> **Çözülecek Sorular**:
1. Altan Tan hakkındaki yazıdan "Altan Tan yeni" ile "hiç hoşuna gitmeyecek." arasındaki bölümü, bu iki kısım da dahil olmak üzere, hiçbir değişiklik yapmadan aktarın.
2. Altan Tan hakkındaki yazıya göre şu ifadeler doğru mu: (a) Altan Tan İstanbul'dan milletvekili seçildi. (b) Anma toplantısında Altan Tan saygı duruşu yerine Fatiha okunmasını istedi. (c) Yazı, bu durumun Abdullah Öcalan'ın hoşuna gideceğini söylüyor. Her birine evet ya da hayır deyin ve yazıdaki belirleyici sözleri olduğu gibi alıntılayın.

> **Belge**:
= = = =

Altan Tan yeni bir parti kurabilir

Altan Tan, PKK-BDP desteğiyle Diyarbakır’dan milletvekili seçildi. Aldı başını gidiyor. Seçimden önce Başbakan Recep T. Erdoğan’a söylemediğini bırakmadı. Seçimden sonra Şeyh Said’in derdine düştü. Geçen gün Şeyh Said ve arkadaşlarının idam edildiği yerde anma toplantısı düzenletti. Biri orada “Bir dakika saygı duruşu” demiş, Altan fırlamış: “Ne saygı duruşu! Fatiha okuyacağız!”
Tam bir kışkırtıcı... Kemalizmden girdi İstiklal Mahkemesi’nden çıktı.
Şeyh Said, Altan Tan’ın “millî kahraman”ı oldu.
Bu Abdullah Öcalan’ın hiç hoşuna gitmeyecek.
Tek kahraman vardır: Öcalan!

= = = =

> **Sağlanan Veriler**:
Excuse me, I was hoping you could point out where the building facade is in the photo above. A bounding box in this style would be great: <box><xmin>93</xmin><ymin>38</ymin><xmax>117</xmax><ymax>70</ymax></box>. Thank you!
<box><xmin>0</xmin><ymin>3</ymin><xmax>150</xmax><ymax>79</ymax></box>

= = = =

> **Çözümler**:
1.
Altan Tan yeni bir parti kurabilir

Altan Tan, PKK-BDP desteğiyle Diyarbakır’dan milletvekili seçildi. Aldı başını gidiyor. Seçimden önce Başbakan Recep T. Erdoğan’a söylemediğini bırakmadı. Seçimden sonra Şeyh Said’in derdine düştü. Geçen gün Şeyh Said ve arkadaşlarının idam edildiği yerde anma toplantısı düzenletti. Biri orada “Bir dakika saygı duruşu” demiş, Altan fırlamış: “Ne saygı duruşu! Fatiha okuyacağız!”
Tam bir kışkırtıcı... Kemalizmden girdi İstiklal Mahkemesi’nden çıktı.
Şeyh Said, Altan Tan’ın “millî kahraman”ı oldu.
Bu Abdullah Öcalan’ın hiç hoşuna gitmeyecek.

2.
(a) Hayır: "Altan Tan, PKK-BDP desteğiyle Diyarbakır’dan milletvekili seçildi."
(b) Evet: "Ne saygı duruşu! Fatiha okuyacağız!"
(c) Hayır: "Bu Abdullah Öcalan’ın hiç hoşuna gitmeyecek."